Render each line of the rows below as a numbered list, omitting blank lines and leaving out the pictures.

---- Records for the exercise

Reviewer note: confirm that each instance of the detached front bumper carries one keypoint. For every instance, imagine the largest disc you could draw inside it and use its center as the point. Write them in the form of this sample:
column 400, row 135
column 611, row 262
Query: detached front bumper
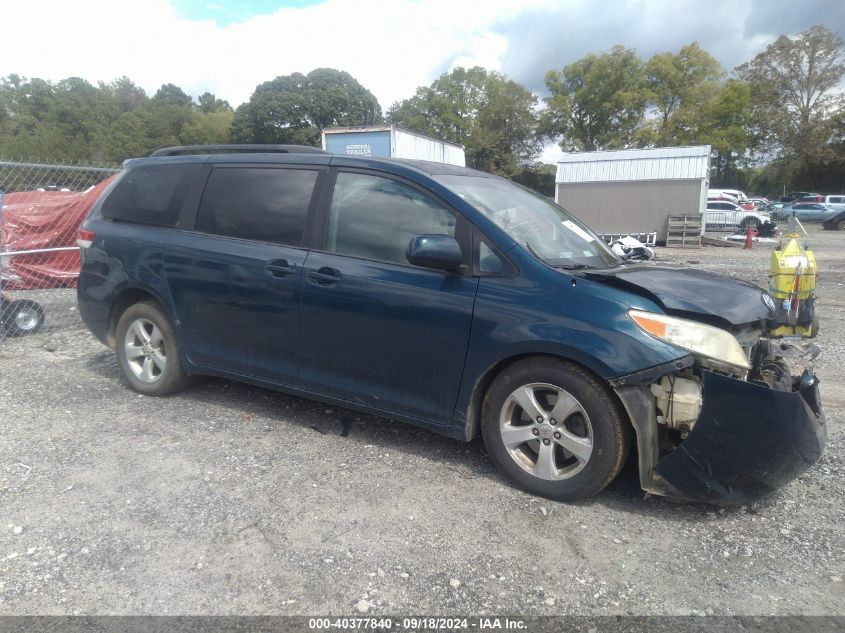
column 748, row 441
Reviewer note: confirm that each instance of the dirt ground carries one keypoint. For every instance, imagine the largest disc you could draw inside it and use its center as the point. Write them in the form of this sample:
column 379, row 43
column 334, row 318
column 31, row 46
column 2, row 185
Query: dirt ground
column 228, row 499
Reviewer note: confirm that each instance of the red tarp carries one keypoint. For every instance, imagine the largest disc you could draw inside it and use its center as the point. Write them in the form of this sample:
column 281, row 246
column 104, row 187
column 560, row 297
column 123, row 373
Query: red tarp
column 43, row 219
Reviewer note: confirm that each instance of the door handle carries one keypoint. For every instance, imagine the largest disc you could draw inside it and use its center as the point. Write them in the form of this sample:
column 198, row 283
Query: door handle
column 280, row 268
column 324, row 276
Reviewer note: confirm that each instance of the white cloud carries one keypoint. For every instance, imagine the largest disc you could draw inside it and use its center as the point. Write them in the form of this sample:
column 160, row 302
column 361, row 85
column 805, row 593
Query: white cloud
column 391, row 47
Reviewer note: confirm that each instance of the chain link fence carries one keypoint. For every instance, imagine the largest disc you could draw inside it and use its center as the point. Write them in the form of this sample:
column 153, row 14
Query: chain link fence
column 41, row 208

--------

**Response**:
1. Reviewer note: confirm that each instance of the detached front bumper carries one keypoint. For every instance, imagine the largest disc you could draw inside it and use its center as the point. Write them in the form of this sample:
2. column 400, row 135
3. column 611, row 262
4. Query: detached front bumper
5. column 748, row 441
6. Reviewer note: confirm that each instance of the dirt ground carries one keypoint. For every instance, imagine the largest disc you could draw inside it and use its center as the point. Write them in the form of this sample:
7. column 379, row 43
8. column 334, row 318
9. column 31, row 46
10. column 2, row 185
11. Query: dirt ground
12. column 228, row 499
13. Reviewer note: confirm that each instance of the red tarp carries one keypoint. For every instance, imagine the largest disc you could draw inside it and use its center as the point. Write them in the form of this sample:
14. column 281, row 246
15. column 104, row 187
16. column 560, row 297
17. column 123, row 373
18. Query: red tarp
19. column 43, row 219
20. Reviewer note: confirm that each instance of the door handle carries one keypoint. For every instance, imagine the largest disc you could draw inside it and use its center as the point. Write them in the form of this sample:
21. column 198, row 283
22. Query: door handle
23. column 280, row 268
24. column 324, row 276
25. Reviewer note: confirm that each instance of the white cloud carries one keypoint. For every instance, imagine the largest disc you could draw inside it and use its center as the point. Write them in the form of this sample:
26. column 160, row 302
27. column 361, row 85
28. column 805, row 593
29. Query: white cloud
30. column 391, row 47
31. Reviewer note: confirm that each instance of the chain link fence carries one keypoint. For every instance, imagine the largest disc you could draw inside it and use its center as the point. Write them in the form of this sample:
32. column 153, row 14
33. Query: chain link fence
34. column 41, row 208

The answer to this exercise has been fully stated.